Excerpted text:
========================
Next generation sequencing analysis of platinum refractory advanced germ cell tumor sensitive to Sunitinib (Sutent®) a VEGFR2/PDGFRβ/c-kit/ FLT3/RET/CSF1R inhibitor in a phase II trial

This was a phase II study of sunitinib in refractory male germ cell tumors with the 12 week progression free survival as the primary endpoint. The major inclusion criteria for the phase II study were progressive metastatic GCTs of gonadal or extragonadal origin in males after failure of front-line therapy and at least one salvage regimen. In addition the patients must have evaluable or measurable disease by clinical or radiological studies. Alternatively, in the absence of radiologically evaluable or measurable disease, two sequentially rising marker values each one week apart attributed by treating physician to germ cell tumor was permitted; either beta HCG above 50 mIU/ml and/or AFP above 20 ng/ml qualified as eligible. A major exclusion was prior VEGFR/PDGFR inhibitor therapy.

Once registered, treatment was started no later than 7 days. Patients were treated with sunitinib malate 50 mg orally daily for 4 weeks every 6 weeks. A cycle was defined as a planned 6-week treatment interval. It was preferred that patients complete at least 2 cycles of therapy unless there is evidence of rapid disease progression. Response evaluations were performed every 6 weeks according to RECIST criteria [9],[10]. The University of Texas MD Anderson cancer IRB approved this clinical trial and all patients were followed according to the protocol. The trial was an investigator initiated single institutional trial supported by Pfizer inc. (New York, NY) which provided Sunitinib (Sutent®) to the patients enrolled on the trial was closed early due to slow accrual.

Next generation targeted exomic sequencing was performed for genomic profling.200-500ug of genomic DNA from each sample was sheared by sonication using the Covaris E220 instrument (Covaris). Library preparation utilized the KAPA kit following the “with beads” manufacturer protocol using KAPA HiFi polymerase (6 cycles). The capture included all exons from 202 cancer-related genes. Biotin labeled DNA probes were designed using Roche Nimblegen for capturing target regions (over 5,000 exons in 202 genes) and followed manufacture’s protocol for the capture process. Probes (50–105 bp long) were tiled at a minimum coverage of 2× and balanced across the target regions to ensure uniformity. Captured libraries were sequenced on a HiSeq 2000 (Illumina Inc., San Diego, CA, USA) on a version 3 TruSeq paired end flowcell according to manufacturer’s instructions The resulting BCL files containing the sequence data were converted into “.fastq.gz” files and individual libraries within the samples were demultiplexed using CASAVA 1.8.2 with no mismatches.

Deep sequencing data was aligned to to hg19 using BWA [11]. Duplicate reads were removed via Picard [12]. Single nucleotide variant (SNVs), small indels and and copy number alterations were called using an in-house pipeline or a previously published algorithm, respectively [13]. This supported identifying genome aberrations by next-generation sequencing (NGS) based assays to identify genomic alterations in 200 cancer related genes.
========================
Records shown:
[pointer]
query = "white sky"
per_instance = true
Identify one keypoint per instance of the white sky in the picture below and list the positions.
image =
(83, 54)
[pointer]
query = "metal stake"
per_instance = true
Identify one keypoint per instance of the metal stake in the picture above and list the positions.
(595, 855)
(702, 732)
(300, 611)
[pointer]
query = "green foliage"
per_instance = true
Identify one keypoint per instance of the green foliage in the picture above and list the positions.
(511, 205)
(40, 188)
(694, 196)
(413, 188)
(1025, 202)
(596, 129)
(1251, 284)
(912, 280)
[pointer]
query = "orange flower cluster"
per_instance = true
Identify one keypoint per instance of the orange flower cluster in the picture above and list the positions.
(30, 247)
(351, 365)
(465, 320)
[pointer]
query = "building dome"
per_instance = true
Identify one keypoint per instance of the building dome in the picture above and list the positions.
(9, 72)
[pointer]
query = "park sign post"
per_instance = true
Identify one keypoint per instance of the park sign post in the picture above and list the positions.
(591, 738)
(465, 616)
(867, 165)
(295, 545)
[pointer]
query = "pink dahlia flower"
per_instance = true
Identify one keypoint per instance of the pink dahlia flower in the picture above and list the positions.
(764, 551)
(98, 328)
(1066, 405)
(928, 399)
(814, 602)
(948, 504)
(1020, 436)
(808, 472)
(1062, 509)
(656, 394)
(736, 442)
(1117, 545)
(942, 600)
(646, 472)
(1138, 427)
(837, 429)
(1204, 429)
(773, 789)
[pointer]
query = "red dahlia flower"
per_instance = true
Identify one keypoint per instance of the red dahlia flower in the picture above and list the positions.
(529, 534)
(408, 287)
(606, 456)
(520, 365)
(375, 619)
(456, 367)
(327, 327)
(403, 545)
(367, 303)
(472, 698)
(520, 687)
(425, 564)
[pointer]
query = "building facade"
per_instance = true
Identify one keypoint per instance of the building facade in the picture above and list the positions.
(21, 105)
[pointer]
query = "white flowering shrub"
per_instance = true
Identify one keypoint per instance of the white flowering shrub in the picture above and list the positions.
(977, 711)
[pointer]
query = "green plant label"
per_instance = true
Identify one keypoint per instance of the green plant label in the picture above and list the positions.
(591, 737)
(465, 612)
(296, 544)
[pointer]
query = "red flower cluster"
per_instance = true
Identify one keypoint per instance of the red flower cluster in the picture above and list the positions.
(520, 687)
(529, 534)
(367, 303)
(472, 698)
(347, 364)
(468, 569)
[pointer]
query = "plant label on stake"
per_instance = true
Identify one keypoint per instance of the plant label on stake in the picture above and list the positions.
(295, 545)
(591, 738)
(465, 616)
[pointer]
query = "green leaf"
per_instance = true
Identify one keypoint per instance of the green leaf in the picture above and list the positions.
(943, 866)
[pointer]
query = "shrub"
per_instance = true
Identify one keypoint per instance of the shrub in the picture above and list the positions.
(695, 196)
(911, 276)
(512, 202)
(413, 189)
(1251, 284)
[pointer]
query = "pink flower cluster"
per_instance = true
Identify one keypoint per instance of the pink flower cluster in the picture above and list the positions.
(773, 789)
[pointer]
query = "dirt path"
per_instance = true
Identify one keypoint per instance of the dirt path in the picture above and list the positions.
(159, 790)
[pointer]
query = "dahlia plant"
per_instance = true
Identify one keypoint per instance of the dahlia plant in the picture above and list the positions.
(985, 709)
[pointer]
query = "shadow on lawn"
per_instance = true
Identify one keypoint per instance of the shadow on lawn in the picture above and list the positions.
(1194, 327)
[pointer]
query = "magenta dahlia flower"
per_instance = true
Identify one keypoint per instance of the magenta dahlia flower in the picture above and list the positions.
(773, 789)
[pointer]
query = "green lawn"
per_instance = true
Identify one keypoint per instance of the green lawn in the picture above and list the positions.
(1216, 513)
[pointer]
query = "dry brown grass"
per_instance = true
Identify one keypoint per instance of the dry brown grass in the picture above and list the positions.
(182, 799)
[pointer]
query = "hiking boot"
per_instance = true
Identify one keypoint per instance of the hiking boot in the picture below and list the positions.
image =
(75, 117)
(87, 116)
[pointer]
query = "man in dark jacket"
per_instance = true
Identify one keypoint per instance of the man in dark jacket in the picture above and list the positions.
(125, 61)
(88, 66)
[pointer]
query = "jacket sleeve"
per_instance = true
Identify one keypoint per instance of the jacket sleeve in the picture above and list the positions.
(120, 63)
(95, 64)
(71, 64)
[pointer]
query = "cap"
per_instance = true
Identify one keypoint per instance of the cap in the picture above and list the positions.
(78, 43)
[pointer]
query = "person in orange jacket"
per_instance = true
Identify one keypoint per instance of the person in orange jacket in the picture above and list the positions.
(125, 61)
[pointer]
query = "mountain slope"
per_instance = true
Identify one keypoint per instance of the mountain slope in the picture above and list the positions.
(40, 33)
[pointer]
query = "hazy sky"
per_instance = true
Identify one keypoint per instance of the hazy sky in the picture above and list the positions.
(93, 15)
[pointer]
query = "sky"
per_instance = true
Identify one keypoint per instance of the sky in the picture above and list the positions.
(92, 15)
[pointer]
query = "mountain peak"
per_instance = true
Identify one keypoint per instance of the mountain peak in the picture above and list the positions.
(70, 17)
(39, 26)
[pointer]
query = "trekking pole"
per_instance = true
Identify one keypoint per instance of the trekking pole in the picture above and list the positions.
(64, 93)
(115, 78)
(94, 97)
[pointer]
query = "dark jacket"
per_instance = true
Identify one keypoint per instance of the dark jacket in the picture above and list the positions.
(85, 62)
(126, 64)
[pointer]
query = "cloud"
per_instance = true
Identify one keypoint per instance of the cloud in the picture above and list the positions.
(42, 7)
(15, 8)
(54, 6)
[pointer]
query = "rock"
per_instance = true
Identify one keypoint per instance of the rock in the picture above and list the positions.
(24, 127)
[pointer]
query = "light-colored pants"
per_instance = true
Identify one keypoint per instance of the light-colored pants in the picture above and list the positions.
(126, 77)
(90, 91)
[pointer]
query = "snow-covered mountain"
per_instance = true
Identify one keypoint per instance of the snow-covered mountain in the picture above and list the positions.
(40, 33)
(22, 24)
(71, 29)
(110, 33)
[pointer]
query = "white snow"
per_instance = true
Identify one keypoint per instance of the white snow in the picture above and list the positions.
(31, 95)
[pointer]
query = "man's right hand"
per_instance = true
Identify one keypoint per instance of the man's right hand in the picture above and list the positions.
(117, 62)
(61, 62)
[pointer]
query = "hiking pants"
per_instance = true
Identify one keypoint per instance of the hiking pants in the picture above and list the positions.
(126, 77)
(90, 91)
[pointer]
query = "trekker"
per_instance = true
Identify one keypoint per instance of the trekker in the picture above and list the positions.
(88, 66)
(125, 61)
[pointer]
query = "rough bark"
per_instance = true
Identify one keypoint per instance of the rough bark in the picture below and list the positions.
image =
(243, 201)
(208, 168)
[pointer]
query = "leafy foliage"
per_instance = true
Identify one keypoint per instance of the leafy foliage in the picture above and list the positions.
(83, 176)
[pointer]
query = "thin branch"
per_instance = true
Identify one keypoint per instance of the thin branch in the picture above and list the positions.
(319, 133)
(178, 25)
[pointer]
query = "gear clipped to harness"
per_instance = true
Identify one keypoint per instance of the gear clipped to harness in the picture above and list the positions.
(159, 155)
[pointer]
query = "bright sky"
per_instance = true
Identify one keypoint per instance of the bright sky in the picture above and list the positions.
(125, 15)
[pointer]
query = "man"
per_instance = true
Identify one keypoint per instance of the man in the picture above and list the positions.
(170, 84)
========================
Aim of the task:
Can you print everything in the germ cell tumor text above from "This was a phase" down to "VEGFR/PDGFR inhibitor therapy.", word for word?

Result of the task:
This was a phase II study of sunitinib in refractory male germ cell tumors with the 12 week progression free survival as the primary endpoint. The major inclusion criteria for the phase II study were progressive metastatic GCTs of gonadal or extragonadal origin in males after failure of front-line therapy and at least one salvage regimen. In addition the patients must have evaluable or measurable disease by clinical or radiological studies. Alternatively, in the absence of radiologically evaluable or measurable disease, two sequentially rising marker values each one week apart attributed by treating physician to germ cell tumor was permitted; either beta HCG above 50 mIU/ml and/or AFP above 20 ng/ml qualified as eligible. A major exclusion was prior VEGFR/PDGFR inhibitor therapy.